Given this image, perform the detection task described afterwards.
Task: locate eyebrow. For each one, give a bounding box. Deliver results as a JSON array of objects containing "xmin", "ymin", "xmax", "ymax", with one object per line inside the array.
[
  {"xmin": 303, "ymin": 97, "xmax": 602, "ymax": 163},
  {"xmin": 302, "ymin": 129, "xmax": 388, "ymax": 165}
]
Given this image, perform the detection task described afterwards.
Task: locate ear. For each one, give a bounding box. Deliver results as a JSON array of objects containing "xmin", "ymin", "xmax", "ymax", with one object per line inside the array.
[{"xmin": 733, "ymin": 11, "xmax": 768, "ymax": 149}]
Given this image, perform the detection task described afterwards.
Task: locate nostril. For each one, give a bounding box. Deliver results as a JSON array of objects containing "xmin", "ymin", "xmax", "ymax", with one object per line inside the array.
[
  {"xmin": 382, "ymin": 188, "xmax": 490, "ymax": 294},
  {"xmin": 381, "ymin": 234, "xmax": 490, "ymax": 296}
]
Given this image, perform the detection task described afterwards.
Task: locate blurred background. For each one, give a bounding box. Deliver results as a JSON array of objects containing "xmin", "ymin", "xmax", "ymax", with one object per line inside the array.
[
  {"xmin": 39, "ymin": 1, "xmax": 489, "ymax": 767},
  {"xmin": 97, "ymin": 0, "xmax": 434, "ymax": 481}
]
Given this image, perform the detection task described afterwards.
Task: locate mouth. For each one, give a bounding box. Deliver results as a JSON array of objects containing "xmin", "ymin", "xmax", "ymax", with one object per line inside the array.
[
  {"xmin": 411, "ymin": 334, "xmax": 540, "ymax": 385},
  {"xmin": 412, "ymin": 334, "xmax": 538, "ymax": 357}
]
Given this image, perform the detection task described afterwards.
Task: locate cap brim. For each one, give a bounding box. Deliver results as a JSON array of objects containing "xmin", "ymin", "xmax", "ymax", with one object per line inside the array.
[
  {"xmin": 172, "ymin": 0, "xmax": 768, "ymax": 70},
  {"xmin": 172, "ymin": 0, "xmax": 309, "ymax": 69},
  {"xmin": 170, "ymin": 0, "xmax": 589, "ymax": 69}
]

::::

**What you will do:** Would you reproduce the full listing without changing a single word?

**Response box:**
Given this image, perform the detection task described afterwards.
Task: locate eyebrow. For each one, give a bounding box. Deliver results as a JSON array of objects containing "xmin", "ymin", "xmax", "ymax", with one object per line inside the array.
[
  {"xmin": 303, "ymin": 97, "xmax": 602, "ymax": 163},
  {"xmin": 302, "ymin": 129, "xmax": 388, "ymax": 165}
]
Given this image, perform the detection task described afterwards.
Task: locate ear. For each one, give a bounding box. Deliver results as a JSON array of objects containing "xmin", "ymin", "xmax", "ymax", with one object per line inside the array.
[{"xmin": 733, "ymin": 11, "xmax": 768, "ymax": 149}]
Given this image, perform the detection task described afterwards.
Task: locate nostril. For each one, give a bounding box. Deliver results as a JSON array of objects containing "xmin", "ymin", "xmax", "ymax", with one object per line inside the array.
[
  {"xmin": 382, "ymin": 188, "xmax": 490, "ymax": 294},
  {"xmin": 381, "ymin": 234, "xmax": 490, "ymax": 296}
]
Given this image, perform the detection task described afterwards.
Task: locate blurred background. For each one, give a bounding box. Deliver results as a JSON array of objects containing "xmin", "ymin", "xmax", "ymax", with one object per line inside the array.
[
  {"xmin": 39, "ymin": 1, "xmax": 489, "ymax": 767},
  {"xmin": 97, "ymin": 0, "xmax": 434, "ymax": 481}
]
Given this image, perform the detection task described afterwards.
Task: locate mouth. For each one, give a bounding box. Deliver results as a JSON array of objects containing "xmin", "ymin", "xmax", "ymax", with one object per line inside the array.
[
  {"xmin": 411, "ymin": 334, "xmax": 540, "ymax": 385},
  {"xmin": 412, "ymin": 334, "xmax": 538, "ymax": 357}
]
Given this image, perform the detection task described afterwards.
Task: locate cap brim. For each one, give a bounding box. Deliver results as a JSON array of objects containing "xmin", "ymin", "xmax", "ymax", with one object per line inside the array.
[
  {"xmin": 172, "ymin": 0, "xmax": 768, "ymax": 70},
  {"xmin": 172, "ymin": 0, "xmax": 309, "ymax": 69},
  {"xmin": 170, "ymin": 0, "xmax": 589, "ymax": 69}
]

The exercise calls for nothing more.